Point-per-instance localization data:
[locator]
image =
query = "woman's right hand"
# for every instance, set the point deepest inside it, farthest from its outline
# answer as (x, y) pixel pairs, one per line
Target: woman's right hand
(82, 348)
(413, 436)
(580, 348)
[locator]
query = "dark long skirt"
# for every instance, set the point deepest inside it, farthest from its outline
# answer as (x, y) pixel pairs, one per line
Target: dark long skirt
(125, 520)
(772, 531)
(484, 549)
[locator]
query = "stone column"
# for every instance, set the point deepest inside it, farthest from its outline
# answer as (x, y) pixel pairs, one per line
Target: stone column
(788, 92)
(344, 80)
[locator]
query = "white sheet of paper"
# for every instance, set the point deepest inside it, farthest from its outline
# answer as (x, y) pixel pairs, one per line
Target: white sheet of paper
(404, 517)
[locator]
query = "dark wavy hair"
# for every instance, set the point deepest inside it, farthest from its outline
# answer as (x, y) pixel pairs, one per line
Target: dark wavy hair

§ Requirement: Work out the number of lines above that include the string "wavy" and write only that number.

§ Result for this exercise: 2